┏━━

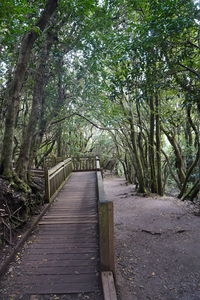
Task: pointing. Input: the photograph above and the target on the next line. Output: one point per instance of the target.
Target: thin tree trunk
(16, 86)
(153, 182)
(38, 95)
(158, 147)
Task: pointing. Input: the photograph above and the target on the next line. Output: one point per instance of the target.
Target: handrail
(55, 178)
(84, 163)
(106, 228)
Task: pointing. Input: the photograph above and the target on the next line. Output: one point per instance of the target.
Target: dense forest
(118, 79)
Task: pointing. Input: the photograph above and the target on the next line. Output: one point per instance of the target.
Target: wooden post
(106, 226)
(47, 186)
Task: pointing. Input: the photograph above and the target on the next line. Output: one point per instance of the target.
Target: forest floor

┗━━
┏━━

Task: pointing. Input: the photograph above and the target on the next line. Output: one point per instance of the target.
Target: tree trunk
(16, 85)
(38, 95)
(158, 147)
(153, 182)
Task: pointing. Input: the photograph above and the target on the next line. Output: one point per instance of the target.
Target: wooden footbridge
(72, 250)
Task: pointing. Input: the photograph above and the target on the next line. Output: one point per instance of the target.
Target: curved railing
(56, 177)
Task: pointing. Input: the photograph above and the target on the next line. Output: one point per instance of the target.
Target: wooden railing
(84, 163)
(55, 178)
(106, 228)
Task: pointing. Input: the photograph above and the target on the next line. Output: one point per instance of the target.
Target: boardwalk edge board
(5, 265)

┗━━

Copy the lines above exactly. Start with the line containing "Target: dense forest", end with the line containing "Target: forest floor", and include both.

Answer to this problem:
Target: dense forest
(118, 79)
Task: pointing. Input: the photograph above and the target on the next line. Output: one point per instance of the target.
Target: wooden post
(106, 226)
(47, 186)
Task: pointing. Input: the photograph above and the target on the next line. Output: one point per instance of the target.
Target: forest floor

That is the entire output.